Question

For the following equilibrium reaction,

$N_2{O}_4\left(g\right)\rightleftharpoons 2N{O}_2\left(g\right)$

$N{O}_2$ is $50\%$ of the total volume at a given temperature. Hence vapour density of the equilibrium mixture is:

• A. $34.5$
• B. $25.0$
• C. $23.0$
• D. $20.0$

Answer 1

The correct option is A $34.5$

Let's assume total moles of mixture $({NO}_2+N_2{O}_4)$ is $100$.

According to the given data,

$50\%$ by volume contains 50 moles of $N{O}_2$ in the mixture ($\because$ Volume is constant)

Similarly moles of $N_2{O}_4$ present in the mixture= 50 moles

Molar mass of ${NO}_2$ is $46gm/mol$.

Molar mass$N_2{O}_4$ is $92gm/mol$.

Total mass of the mixture $=(50\times 46)+(50\times 92)$ gm

molecular mass of mixture $=2\times V.D$ ($V.D=$ Vapour density)

$=2X$.

$\frac{\text{Total mass of the mixture}}{\text{Total moles of the mixture}}=\frac{(50\times 46)+(50\times 92)}{100}=2X$

$X=34.5$ $\Rightarrow$ Vapour density is $34.5$.

Option A is the correct answer.

### SET EXERCISE
Reproduce word for word the passage of the vapor density problem beginning at the words "The correct option" and ending after the words "Volume is constant)". None of the records are required to complete this exercise.

### MATERIAL SHOWN
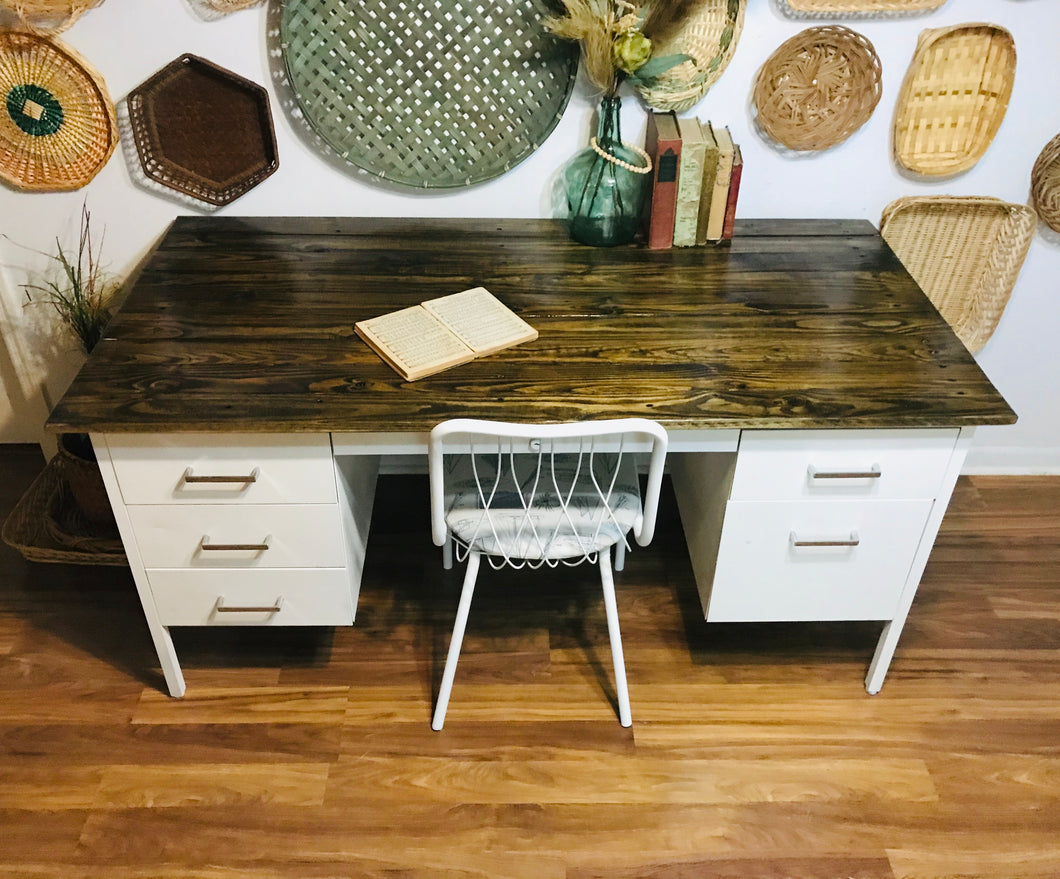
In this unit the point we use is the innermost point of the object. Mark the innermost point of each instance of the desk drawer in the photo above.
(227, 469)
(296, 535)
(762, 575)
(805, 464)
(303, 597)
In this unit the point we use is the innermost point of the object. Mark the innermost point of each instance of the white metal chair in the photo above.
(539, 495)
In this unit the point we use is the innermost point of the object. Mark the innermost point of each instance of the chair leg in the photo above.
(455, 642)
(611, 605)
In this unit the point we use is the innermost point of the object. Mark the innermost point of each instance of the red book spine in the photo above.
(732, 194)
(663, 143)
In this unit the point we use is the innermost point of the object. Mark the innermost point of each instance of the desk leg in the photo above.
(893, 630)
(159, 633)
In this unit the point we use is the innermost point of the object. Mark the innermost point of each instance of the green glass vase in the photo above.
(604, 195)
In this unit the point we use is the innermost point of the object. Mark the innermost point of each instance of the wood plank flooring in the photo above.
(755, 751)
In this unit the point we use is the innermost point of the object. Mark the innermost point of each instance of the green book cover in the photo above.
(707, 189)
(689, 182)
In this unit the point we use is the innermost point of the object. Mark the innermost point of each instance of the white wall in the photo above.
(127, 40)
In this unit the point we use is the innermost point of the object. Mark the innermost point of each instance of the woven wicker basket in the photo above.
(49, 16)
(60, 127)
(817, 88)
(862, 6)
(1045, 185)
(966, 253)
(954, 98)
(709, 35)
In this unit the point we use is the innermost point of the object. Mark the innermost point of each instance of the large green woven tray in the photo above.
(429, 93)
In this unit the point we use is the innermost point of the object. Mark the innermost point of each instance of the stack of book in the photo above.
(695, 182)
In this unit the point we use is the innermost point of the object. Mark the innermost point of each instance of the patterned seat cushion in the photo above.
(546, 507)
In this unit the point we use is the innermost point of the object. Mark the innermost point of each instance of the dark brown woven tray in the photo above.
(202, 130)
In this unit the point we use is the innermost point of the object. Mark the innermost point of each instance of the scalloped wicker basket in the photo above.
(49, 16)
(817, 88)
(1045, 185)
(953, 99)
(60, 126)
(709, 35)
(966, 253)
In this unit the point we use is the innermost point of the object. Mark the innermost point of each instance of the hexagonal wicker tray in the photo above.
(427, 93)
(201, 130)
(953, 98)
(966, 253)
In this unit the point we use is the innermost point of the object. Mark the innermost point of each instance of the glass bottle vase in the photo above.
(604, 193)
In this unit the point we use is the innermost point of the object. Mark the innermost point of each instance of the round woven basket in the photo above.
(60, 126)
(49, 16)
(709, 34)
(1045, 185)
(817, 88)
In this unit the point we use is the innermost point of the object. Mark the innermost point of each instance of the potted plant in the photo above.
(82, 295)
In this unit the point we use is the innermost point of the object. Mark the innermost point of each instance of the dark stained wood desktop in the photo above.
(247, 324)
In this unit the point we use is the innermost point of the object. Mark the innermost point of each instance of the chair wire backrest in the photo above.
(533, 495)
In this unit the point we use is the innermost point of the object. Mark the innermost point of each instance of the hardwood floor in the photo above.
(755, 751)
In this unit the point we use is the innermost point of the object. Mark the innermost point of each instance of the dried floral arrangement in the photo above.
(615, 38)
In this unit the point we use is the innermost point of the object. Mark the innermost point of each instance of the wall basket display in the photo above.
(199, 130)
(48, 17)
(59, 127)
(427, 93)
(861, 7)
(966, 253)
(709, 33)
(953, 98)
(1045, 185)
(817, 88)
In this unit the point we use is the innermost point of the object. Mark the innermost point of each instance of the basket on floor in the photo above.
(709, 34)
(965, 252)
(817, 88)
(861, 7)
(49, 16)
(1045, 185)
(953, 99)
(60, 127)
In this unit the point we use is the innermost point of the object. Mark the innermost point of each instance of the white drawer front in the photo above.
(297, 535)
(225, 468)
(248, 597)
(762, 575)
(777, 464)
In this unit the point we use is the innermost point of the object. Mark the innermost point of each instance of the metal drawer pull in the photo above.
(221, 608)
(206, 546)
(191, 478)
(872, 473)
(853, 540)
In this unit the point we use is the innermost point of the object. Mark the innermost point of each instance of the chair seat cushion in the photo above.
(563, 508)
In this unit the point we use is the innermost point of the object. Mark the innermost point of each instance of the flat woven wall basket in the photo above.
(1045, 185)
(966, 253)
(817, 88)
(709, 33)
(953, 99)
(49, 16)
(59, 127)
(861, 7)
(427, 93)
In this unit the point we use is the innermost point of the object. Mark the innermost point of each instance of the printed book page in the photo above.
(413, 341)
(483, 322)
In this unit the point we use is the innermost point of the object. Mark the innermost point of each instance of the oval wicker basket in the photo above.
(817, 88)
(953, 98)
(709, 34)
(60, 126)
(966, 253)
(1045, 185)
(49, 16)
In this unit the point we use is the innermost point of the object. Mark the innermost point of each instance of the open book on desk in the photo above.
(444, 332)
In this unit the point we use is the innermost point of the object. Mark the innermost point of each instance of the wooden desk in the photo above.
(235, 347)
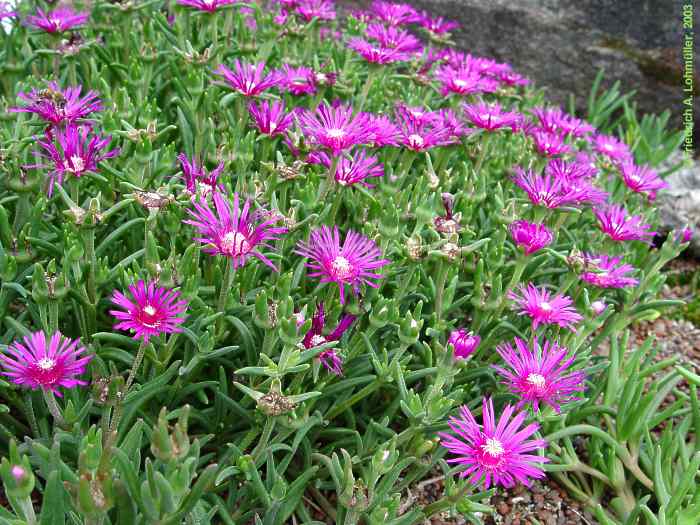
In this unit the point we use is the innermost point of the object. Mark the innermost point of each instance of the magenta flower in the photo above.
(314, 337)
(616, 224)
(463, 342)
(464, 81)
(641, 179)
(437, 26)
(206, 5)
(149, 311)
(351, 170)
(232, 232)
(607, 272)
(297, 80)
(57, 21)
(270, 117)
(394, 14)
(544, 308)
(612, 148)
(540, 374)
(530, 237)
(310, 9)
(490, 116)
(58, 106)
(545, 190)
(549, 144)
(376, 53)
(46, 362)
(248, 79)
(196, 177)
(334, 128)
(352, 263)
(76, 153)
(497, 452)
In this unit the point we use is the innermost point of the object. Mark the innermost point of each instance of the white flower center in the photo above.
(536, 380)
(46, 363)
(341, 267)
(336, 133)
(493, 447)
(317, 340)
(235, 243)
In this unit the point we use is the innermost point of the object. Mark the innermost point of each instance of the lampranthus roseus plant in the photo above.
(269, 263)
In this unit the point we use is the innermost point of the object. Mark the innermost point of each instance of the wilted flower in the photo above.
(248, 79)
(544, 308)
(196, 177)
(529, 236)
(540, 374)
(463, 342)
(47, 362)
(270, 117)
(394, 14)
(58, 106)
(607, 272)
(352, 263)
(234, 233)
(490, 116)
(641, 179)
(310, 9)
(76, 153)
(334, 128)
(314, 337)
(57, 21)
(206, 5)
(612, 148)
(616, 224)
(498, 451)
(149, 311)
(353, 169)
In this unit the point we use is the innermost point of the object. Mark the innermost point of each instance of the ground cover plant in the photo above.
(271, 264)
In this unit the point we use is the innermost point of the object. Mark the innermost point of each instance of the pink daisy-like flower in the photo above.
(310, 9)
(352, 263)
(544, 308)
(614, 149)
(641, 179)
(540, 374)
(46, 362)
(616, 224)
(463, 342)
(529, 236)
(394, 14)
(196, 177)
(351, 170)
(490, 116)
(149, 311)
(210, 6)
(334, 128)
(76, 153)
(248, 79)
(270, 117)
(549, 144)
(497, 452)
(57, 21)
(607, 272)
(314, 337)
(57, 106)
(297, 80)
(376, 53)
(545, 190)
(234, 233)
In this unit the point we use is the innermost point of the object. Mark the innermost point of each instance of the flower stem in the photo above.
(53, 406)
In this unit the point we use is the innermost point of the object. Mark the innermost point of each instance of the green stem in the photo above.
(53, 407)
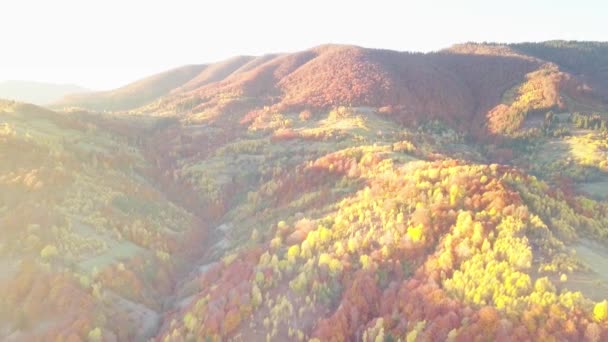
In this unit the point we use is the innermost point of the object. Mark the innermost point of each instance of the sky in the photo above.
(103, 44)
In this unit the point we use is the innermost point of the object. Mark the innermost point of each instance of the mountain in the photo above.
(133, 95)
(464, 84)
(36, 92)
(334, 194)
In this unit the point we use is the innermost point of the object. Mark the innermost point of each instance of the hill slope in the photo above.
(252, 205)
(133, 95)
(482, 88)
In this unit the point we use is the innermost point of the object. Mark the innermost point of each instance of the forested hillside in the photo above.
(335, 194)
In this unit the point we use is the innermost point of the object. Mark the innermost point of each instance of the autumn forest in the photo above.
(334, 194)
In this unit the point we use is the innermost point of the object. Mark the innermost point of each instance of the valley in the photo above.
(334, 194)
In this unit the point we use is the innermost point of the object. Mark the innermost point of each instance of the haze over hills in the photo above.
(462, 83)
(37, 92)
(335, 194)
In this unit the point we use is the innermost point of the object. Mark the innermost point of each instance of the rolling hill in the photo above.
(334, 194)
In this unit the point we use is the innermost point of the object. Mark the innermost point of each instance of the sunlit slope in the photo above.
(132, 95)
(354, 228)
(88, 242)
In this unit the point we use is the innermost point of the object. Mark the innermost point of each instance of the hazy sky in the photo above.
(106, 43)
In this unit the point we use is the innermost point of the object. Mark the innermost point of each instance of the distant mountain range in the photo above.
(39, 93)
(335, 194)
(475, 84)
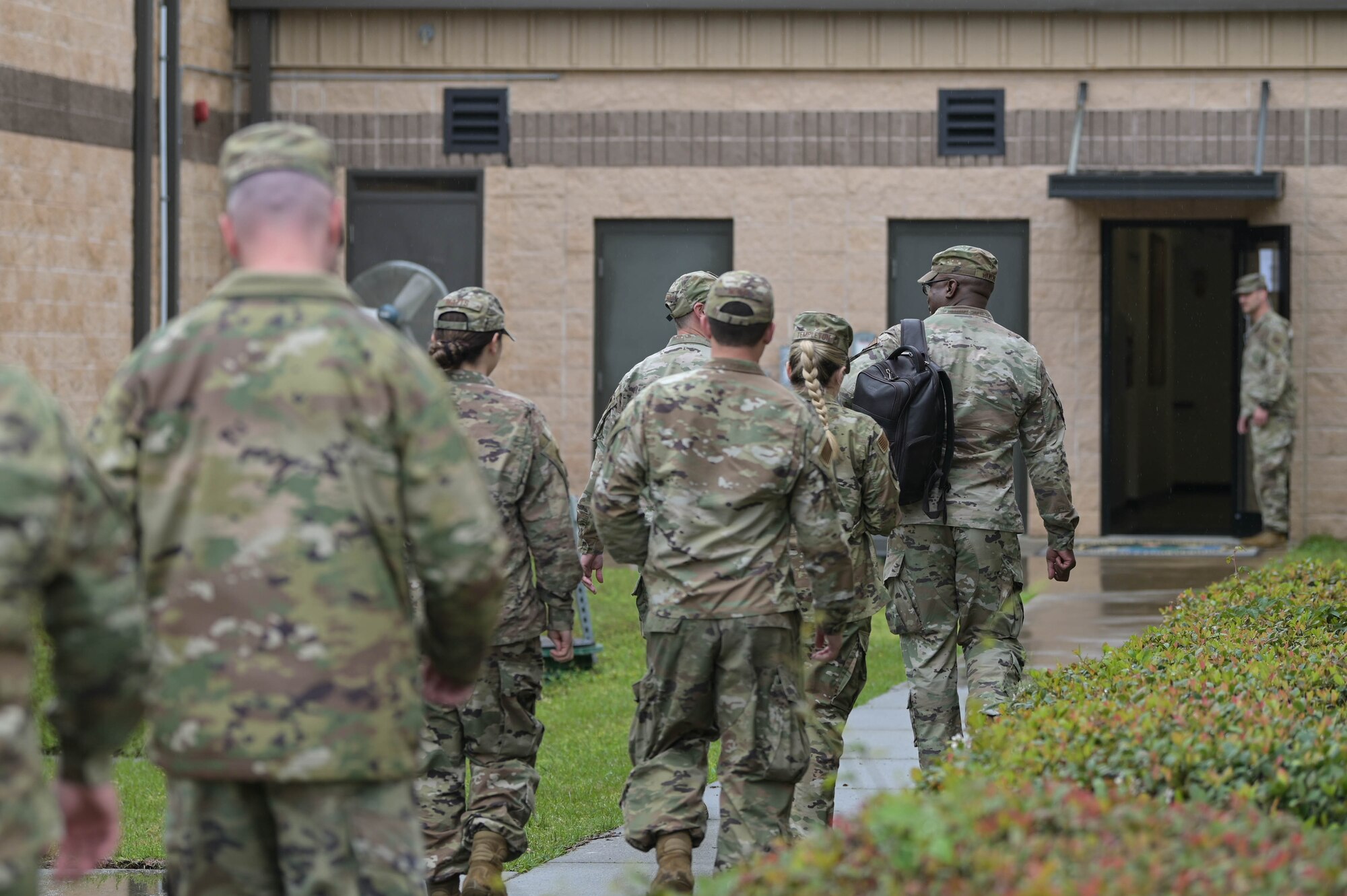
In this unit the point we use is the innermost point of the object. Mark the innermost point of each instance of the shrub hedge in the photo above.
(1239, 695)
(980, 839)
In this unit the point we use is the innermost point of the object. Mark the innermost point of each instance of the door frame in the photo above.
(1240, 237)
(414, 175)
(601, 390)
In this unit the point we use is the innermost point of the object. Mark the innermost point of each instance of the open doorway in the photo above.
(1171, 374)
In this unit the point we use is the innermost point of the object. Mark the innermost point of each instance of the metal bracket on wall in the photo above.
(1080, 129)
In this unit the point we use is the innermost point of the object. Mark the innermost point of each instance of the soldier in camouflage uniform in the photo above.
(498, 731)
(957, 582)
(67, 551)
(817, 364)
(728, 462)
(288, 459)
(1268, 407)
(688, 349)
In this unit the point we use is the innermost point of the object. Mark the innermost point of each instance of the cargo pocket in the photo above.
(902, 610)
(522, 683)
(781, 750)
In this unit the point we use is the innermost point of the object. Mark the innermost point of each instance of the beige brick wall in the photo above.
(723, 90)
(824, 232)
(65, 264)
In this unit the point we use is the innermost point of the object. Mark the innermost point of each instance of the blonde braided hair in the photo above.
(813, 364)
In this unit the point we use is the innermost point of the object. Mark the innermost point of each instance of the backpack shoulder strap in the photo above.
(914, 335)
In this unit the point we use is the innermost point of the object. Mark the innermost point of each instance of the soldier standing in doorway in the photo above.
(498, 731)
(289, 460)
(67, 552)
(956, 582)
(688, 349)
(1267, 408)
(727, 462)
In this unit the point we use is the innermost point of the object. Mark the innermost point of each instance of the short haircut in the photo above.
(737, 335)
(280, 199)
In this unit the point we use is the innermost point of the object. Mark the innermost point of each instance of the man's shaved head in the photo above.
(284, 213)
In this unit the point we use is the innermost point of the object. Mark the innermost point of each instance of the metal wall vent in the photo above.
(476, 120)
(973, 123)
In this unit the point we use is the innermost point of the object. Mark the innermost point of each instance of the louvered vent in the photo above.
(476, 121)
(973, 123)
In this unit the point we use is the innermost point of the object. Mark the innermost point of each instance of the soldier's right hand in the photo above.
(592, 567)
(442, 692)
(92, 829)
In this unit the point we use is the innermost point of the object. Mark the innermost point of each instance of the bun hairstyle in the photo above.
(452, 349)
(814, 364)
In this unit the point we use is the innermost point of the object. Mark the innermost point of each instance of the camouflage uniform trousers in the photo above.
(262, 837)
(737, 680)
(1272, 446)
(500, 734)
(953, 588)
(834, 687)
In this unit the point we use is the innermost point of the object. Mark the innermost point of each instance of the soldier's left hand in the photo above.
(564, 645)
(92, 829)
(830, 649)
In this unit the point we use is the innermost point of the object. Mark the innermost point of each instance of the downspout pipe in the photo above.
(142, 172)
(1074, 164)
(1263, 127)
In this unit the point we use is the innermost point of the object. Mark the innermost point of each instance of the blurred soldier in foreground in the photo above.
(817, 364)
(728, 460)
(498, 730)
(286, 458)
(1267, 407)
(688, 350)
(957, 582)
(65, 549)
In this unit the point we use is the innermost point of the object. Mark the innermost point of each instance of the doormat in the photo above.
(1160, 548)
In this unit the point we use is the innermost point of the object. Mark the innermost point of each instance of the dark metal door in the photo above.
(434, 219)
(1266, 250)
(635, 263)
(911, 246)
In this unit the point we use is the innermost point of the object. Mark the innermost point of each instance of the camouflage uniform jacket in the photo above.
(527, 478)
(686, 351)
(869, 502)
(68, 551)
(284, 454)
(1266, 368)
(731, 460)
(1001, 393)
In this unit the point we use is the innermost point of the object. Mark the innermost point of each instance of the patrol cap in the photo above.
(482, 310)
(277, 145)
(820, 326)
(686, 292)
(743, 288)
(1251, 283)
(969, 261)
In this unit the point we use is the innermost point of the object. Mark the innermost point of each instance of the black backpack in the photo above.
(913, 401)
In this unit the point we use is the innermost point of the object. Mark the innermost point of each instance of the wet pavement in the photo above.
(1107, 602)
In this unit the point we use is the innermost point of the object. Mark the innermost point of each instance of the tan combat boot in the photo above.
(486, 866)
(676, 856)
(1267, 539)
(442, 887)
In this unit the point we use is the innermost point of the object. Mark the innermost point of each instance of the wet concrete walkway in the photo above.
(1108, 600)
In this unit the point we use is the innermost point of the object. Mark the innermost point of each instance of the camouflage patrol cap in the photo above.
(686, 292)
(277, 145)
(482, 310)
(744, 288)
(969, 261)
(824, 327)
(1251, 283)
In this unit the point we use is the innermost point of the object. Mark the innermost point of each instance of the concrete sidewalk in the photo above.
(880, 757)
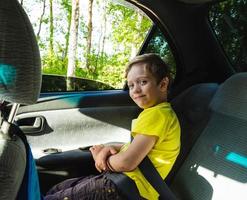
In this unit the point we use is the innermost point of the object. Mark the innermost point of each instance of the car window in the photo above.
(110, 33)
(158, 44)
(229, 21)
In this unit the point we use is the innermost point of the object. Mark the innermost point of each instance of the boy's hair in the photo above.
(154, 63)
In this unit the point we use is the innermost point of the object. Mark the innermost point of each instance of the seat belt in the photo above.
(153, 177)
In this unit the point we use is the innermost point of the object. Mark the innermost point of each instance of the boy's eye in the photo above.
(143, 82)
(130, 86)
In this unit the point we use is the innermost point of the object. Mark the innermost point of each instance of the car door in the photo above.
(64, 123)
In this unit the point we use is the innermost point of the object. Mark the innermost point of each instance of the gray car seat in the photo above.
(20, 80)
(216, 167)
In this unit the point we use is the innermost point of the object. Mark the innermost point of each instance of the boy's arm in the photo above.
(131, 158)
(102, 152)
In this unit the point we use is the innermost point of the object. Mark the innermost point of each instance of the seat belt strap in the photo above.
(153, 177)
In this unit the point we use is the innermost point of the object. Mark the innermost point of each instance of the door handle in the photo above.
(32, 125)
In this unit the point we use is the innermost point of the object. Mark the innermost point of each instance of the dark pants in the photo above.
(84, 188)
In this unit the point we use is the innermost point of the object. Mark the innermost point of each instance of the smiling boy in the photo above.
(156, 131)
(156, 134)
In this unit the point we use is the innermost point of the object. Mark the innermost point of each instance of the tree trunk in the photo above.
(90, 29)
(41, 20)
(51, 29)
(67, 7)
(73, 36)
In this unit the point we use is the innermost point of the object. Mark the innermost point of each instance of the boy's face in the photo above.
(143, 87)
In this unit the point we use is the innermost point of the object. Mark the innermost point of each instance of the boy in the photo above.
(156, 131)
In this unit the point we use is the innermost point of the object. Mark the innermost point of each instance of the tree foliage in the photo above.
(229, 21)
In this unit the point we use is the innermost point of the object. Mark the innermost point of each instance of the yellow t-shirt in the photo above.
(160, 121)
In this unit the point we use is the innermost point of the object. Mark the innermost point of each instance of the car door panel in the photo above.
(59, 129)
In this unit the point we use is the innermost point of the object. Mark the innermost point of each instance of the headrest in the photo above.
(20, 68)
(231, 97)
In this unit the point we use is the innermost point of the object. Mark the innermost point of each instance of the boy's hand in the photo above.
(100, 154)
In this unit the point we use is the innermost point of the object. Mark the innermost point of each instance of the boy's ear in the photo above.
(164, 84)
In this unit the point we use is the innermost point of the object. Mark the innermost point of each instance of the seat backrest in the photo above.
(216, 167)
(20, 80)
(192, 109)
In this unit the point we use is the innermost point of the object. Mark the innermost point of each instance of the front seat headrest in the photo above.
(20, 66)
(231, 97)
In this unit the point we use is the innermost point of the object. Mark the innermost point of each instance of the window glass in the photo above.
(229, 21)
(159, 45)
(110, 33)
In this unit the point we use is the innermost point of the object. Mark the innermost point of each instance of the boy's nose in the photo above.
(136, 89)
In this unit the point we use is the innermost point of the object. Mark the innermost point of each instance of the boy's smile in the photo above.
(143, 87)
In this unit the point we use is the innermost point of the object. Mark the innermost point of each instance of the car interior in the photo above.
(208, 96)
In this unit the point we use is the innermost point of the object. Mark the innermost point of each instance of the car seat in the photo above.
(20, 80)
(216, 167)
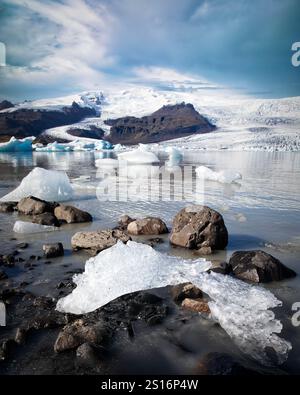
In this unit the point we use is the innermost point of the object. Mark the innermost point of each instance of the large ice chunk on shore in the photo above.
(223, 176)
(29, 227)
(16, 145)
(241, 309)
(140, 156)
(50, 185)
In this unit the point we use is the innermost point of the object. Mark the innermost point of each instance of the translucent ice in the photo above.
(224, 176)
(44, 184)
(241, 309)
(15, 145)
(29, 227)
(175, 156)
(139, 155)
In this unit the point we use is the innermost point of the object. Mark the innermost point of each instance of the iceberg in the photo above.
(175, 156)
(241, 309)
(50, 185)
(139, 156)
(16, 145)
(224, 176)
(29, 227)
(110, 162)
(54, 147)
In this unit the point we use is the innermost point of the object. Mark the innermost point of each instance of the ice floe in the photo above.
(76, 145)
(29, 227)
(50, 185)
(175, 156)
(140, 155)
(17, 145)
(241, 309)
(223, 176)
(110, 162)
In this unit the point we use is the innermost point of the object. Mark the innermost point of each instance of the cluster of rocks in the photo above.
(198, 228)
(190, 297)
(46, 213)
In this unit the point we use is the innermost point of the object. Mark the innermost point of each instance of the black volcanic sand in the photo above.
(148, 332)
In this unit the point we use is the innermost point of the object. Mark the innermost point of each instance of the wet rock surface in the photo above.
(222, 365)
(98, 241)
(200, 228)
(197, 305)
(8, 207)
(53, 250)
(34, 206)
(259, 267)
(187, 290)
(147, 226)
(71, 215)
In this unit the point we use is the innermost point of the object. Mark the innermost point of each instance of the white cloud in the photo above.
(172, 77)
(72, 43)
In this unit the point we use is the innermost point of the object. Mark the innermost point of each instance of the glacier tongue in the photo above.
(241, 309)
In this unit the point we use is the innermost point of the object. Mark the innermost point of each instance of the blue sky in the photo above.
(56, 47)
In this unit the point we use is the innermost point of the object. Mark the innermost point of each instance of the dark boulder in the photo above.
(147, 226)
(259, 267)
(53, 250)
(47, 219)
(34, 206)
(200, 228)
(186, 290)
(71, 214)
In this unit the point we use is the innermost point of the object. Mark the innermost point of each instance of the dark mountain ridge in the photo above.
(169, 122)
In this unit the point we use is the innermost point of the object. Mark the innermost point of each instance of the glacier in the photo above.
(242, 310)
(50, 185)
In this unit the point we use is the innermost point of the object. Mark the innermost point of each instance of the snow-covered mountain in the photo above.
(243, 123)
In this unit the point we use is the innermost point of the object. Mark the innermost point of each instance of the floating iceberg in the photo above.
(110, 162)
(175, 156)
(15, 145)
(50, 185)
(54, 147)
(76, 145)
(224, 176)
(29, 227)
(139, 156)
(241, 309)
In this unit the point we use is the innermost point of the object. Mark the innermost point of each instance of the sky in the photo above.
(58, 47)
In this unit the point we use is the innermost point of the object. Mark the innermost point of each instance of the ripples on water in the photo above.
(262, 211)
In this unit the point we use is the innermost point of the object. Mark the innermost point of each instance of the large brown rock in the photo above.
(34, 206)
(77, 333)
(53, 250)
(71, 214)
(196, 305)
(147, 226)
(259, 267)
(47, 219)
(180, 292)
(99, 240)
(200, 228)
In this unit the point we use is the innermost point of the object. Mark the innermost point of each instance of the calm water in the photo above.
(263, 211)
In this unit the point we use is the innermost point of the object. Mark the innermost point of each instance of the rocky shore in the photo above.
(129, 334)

### SOLUTION FOR THIS TASK
The correct option is A $34.5$

Let's assume total moles of mixture $({NO}_2+N_2{O}_4)$ is $100$.

According to the given data,

$50\%$ by volume contains 50 moles of $N{O}_2$ in the mixture ($\because$ Volume is constant)